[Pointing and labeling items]
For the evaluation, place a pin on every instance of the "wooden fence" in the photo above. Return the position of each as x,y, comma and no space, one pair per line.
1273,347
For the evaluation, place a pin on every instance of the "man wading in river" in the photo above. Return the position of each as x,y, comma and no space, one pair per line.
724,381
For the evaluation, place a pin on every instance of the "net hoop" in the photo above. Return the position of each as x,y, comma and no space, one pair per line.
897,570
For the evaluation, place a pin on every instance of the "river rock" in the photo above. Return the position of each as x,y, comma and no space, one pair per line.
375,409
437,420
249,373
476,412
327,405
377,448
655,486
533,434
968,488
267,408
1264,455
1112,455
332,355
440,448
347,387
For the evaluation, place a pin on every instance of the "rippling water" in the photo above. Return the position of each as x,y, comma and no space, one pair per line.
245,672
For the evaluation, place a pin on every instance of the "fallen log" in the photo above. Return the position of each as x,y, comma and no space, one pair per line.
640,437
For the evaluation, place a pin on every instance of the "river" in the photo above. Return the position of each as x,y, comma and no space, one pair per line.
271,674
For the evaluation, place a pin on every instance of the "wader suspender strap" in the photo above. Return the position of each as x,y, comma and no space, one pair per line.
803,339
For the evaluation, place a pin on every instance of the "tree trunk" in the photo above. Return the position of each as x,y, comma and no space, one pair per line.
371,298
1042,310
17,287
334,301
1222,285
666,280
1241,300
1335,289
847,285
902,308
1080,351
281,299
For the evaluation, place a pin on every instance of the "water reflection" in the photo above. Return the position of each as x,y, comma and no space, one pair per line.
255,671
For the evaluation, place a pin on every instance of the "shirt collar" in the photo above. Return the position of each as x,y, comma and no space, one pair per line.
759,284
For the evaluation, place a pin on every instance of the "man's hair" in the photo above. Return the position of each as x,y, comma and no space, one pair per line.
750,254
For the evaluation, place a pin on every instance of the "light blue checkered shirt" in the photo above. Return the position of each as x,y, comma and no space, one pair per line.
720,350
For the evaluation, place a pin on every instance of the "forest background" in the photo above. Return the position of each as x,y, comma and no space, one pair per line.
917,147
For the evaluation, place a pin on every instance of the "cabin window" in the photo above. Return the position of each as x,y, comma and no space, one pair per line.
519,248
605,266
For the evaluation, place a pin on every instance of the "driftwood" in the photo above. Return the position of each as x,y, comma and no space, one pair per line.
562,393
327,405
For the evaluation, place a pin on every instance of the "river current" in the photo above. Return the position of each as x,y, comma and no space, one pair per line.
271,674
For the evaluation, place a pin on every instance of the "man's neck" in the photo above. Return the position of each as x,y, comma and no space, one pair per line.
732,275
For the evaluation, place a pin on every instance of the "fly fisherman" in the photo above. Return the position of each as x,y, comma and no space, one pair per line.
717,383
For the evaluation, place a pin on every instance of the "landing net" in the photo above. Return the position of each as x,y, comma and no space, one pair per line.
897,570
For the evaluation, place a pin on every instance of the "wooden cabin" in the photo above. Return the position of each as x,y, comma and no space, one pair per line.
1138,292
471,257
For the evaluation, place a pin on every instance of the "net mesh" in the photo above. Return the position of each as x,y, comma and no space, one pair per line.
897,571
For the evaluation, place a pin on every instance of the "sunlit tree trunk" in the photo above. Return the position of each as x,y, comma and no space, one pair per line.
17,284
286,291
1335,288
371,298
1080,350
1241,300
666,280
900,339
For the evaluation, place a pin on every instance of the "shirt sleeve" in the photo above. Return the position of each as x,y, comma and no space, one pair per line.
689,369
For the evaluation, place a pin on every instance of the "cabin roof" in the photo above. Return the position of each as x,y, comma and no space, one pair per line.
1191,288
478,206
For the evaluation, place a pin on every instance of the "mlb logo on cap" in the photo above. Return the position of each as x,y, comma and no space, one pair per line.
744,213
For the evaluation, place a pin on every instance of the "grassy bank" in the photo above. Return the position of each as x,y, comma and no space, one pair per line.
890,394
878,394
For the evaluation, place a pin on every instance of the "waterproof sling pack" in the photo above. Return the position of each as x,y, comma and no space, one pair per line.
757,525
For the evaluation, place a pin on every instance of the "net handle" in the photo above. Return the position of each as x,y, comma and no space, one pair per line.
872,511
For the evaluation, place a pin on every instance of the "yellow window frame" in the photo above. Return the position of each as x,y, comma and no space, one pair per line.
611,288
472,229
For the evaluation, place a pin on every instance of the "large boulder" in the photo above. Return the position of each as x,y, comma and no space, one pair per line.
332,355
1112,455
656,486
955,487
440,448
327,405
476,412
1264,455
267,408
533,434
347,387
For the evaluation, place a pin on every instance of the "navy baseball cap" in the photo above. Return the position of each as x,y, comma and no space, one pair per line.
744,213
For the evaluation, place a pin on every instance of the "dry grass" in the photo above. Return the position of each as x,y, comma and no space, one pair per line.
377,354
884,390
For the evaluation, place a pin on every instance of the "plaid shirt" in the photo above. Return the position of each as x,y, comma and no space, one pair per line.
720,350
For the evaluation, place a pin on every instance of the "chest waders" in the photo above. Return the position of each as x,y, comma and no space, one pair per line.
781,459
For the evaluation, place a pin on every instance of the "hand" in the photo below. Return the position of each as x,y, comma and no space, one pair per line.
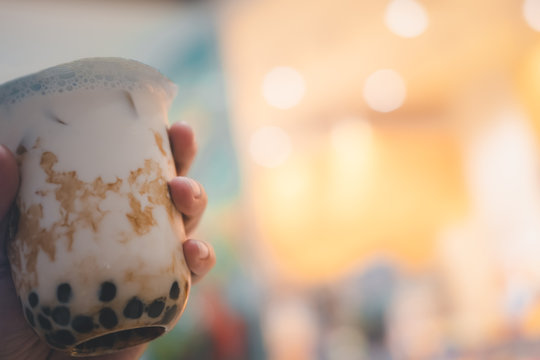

### AIM
Report every line of the items above that contains the word "wooden", copying each such line in full.

### OUTPUT BELOW
For the evaluation, place a pin on every instance of the "wooden fence" in the photo above. Return the position of each as x,y, comma and no space, one pair per line.
For the evaluation, place a pin on every instance of the "wooden cabin" in the photo above. Return the position of each as x,y, comma and no space, one pair per line.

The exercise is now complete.